■ WRITTEN REQUEST
Under this task are some entries; return every one of them exactly.

Position annotation records:
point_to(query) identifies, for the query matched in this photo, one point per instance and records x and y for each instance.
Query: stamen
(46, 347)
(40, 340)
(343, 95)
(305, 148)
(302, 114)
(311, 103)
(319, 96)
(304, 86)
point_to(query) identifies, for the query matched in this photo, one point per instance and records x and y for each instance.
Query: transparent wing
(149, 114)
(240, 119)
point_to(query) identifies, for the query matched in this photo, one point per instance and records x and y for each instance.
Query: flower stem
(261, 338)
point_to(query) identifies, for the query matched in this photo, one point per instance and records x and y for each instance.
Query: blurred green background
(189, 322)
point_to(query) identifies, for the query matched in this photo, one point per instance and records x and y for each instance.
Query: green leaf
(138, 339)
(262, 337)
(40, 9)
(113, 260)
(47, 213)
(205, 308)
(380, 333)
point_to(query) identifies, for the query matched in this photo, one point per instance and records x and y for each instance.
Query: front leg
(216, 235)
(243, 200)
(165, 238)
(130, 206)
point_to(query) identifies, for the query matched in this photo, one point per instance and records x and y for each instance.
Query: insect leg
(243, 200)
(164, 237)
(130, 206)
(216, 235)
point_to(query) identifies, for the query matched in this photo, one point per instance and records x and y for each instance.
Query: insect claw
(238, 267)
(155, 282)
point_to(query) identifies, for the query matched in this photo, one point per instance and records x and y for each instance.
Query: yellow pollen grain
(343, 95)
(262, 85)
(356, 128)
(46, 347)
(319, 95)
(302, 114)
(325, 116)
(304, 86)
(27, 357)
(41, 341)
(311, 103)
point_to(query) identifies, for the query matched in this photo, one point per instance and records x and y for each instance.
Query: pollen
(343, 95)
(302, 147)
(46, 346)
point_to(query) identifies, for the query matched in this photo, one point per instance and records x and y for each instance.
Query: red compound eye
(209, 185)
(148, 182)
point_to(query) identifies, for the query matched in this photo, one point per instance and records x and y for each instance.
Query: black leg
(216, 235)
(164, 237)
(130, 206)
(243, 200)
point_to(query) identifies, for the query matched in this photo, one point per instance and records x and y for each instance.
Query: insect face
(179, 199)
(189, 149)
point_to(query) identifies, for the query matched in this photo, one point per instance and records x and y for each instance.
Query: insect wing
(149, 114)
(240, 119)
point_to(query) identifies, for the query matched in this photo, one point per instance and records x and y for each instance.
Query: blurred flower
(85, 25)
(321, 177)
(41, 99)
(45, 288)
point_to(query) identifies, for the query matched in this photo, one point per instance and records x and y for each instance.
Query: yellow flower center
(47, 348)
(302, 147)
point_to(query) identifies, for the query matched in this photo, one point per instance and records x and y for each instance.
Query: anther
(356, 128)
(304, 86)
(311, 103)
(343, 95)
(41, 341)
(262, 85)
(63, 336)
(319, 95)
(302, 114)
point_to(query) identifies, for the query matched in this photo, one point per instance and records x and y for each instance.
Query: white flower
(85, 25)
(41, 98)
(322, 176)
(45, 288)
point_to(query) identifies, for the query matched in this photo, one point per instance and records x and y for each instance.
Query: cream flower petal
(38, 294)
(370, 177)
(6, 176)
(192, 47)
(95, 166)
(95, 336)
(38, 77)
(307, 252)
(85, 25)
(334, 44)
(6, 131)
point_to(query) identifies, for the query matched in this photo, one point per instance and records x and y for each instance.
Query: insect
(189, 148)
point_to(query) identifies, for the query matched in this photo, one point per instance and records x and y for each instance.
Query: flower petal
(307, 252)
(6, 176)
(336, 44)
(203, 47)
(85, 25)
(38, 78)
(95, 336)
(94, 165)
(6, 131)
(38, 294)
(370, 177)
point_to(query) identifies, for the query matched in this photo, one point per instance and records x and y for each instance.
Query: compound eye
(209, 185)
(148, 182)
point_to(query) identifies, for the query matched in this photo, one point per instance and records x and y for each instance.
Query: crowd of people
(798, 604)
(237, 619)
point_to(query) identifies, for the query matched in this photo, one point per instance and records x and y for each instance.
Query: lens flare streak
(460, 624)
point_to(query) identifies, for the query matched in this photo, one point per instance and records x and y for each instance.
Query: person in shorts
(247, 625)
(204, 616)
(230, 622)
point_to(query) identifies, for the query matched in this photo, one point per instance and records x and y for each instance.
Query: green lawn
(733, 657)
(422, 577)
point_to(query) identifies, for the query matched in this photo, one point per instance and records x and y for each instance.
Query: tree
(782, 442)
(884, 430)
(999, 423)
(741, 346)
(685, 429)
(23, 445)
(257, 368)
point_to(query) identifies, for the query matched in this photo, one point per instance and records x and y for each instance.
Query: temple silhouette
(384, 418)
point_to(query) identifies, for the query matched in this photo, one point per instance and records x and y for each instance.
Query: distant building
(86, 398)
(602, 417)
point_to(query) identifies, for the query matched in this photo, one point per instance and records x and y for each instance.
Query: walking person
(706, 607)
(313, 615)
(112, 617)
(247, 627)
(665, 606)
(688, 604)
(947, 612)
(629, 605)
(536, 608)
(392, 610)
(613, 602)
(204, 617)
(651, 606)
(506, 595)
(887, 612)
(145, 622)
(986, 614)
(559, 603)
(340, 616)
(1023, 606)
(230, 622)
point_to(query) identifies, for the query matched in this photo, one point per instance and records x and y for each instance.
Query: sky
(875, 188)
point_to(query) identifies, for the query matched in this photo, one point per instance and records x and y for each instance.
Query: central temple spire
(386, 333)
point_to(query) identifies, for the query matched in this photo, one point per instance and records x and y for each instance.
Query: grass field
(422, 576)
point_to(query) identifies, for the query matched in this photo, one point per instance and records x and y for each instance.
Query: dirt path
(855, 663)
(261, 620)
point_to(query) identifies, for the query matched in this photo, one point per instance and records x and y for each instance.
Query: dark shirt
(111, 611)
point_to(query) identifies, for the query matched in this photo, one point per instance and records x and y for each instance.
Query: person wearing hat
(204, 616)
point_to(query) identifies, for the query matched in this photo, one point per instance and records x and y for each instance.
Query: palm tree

■ EXERCISE OUTPUT
point_to(query) identifies, for the query matched in this photo, one point per instance and records x and y for each instance.
Query: stamen
(46, 347)
(40, 340)
(343, 95)
(305, 148)
(302, 114)
(311, 103)
(319, 96)
(304, 86)
point_to(query) identifies, for the query matched in this photo, one point per instance and records x and y for each instance.
Query: transparent wing
(149, 114)
(240, 119)
point_to(query) identifies, for the query matched in this photo, one point per instance and records x and y for each instance.
Query: flower stem
(261, 338)
point_to(query) identifies, for the query matched in this photo, one point per instance and records x and y for each instance.
Query: blurred green background
(189, 322)
point_to(query) identifies, for the query matched in this photo, one point per instance and records x and y for each instance.
Query: green leaf
(138, 339)
(262, 337)
(40, 9)
(113, 260)
(47, 213)
(205, 308)
(380, 333)
point_to(query) identifies, for the query matched in this photo, one point per instance and records x and y for each instance.
Query: front leg
(216, 235)
(243, 200)
(165, 238)
(130, 206)
point_to(query) identifies, for the query matched in this photo, one point per instance and records x and y for each instance.
Query: insect leg
(243, 200)
(164, 237)
(130, 206)
(216, 235)
point_to(query) identifies, for the query matched in this photo, one point per instance and records x and y for each instance.
Query: insect claw
(238, 267)
(155, 282)
point_to(query) identifies, for the query matched in this photo, one point per instance and records x and y for each instance.
Query: yellow pollen grain
(343, 95)
(262, 85)
(356, 128)
(46, 347)
(319, 95)
(302, 114)
(325, 116)
(304, 86)
(27, 357)
(41, 341)
(311, 103)
point_to(query) identifies, for the query matched in this photo, one point per instance and records x and y for each instance.
Query: pollen
(343, 95)
(302, 147)
(46, 346)
point_to(query) identifies, for the query matched in this photo, one point per instance and records x and y for each instance.
Query: red compound eye
(209, 185)
(148, 182)
point_to(query) identifies, for the query matched in this photo, one point per instance and records x and y for each instance.
Query: black leg
(216, 235)
(164, 237)
(130, 206)
(243, 200)
point_to(query) identifies, for the query matched in this photo, one point per instance and records x and y for each instance.
Query: insect face
(179, 199)
(189, 149)
point_to(query) identifies, for the query matched in this photo, one point per instance and records x and y for each instance.
Query: insect wing
(149, 114)
(240, 119)
point_to(query) identifies, for the query matched in this photo, one point per instance and records x and y for each instance.
Query: blurred flower
(85, 25)
(321, 177)
(41, 99)
(45, 288)
point_to(query) identifies, for the query matched in this photo, one point per instance and records x and y for each instance.
Query: yellow flower center
(47, 348)
(302, 147)
point_to(query) identifies, for the query matched in this photo, one point per instance and records x and y for each instance.
Query: anther
(356, 128)
(304, 86)
(311, 103)
(343, 95)
(41, 341)
(262, 85)
(63, 336)
(319, 95)
(302, 114)
point_to(query) identifies, for the query matched in this photo, one point per instance and records x and y for each instance.
Query: white flower
(85, 25)
(41, 98)
(322, 176)
(45, 288)
point_to(query) identifies, for the query matched in this photo, one point per instance and records x and y for each instance.
Query: cream flower petal
(38, 294)
(370, 177)
(6, 176)
(192, 47)
(95, 166)
(95, 336)
(38, 77)
(307, 252)
(85, 25)
(334, 44)
(6, 131)
point_to(query) identifies, for the query matched in this photo, one point per instance and records x and y for each instance.
Query: insect
(189, 148)
point_to(query) identifies, for the query matched in this photo, one point per instance and records x and y for each instance.
Query: flower petal
(307, 252)
(6, 176)
(336, 44)
(203, 47)
(85, 25)
(38, 78)
(95, 336)
(94, 165)
(6, 131)
(38, 294)
(370, 177)
point_to(query) identifies, for the query matched in this photo, one point per instance and records x and y for each instance.
Query: compound eye
(209, 185)
(148, 182)
point_to(query) identifies, for the query matched in this photo, one point per instance and records x and y for each instance.
Query: crowd of people
(798, 604)
(237, 619)
point_to(query) identifies, for the query matched in this photo, one point per instance and records x and y for each instance.
Query: lens flare streak
(460, 624)
point_to(query) identifies, for the query matched in this photo, one point per instance and records x and y for each instance.
Query: person in shorts
(247, 625)
(204, 616)
(230, 622)
point_to(query) identifies, for the query matched in this photo, one point per instance and records x and y for each instance.
Query: green lawn
(733, 657)
(422, 577)
point_to(query) identifies, for the query matched in this photo, one point per instance and records x and y for each instance.
Query: tree
(782, 442)
(884, 430)
(999, 423)
(741, 346)
(685, 429)
(23, 445)
(257, 368)
point_to(query) identifies, for the query matched in this photo, one point per instance and records x and y for each instance.
Query: temple silhouette
(384, 418)
point_to(query) identifies, for the query matched in this photo, one point per instance and records x and y for each instance.
Query: distant building
(86, 398)
(602, 417)
point_to(query) identifies, for the query matched in this photo, one point per instance and records x and y for each instance.
Query: walking person
(706, 607)
(313, 615)
(112, 617)
(247, 627)
(665, 606)
(688, 604)
(947, 612)
(629, 605)
(536, 608)
(392, 610)
(613, 602)
(204, 617)
(651, 606)
(506, 595)
(887, 612)
(145, 622)
(986, 614)
(559, 603)
(340, 616)
(1023, 606)
(230, 622)
point_to(query) identifies, for the query matched in this photo, one point per instance and records x and y for each instance.
Query: sky
(875, 188)
point_to(query) identifies, for the query matched in this photo, one point per instance and records x and y for each instance.
Query: central temple spire
(386, 333)
point_to(query) identifies, for the query matched in this photo, one point per instance and records x and y for each instance.
Query: grass field
(422, 576)
point_to(query) identifies, for the query matched in this photo, one point per instance and records x and y for each instance.
Query: dirt path
(855, 663)
(261, 620)
point_to(query) identifies, for the query matched in this photo, one point per instance and records x and y for each instance.
Query: dark shirt
(111, 611)
point_to(query) identifies, for the query matched in this photo, one point per instance and records x and y for each instance.
Query: person wearing hat
(204, 616)
point_to(query) identifies, for the query matched in this photo, one point per instance and records x and y for each instance.
Query: palm tree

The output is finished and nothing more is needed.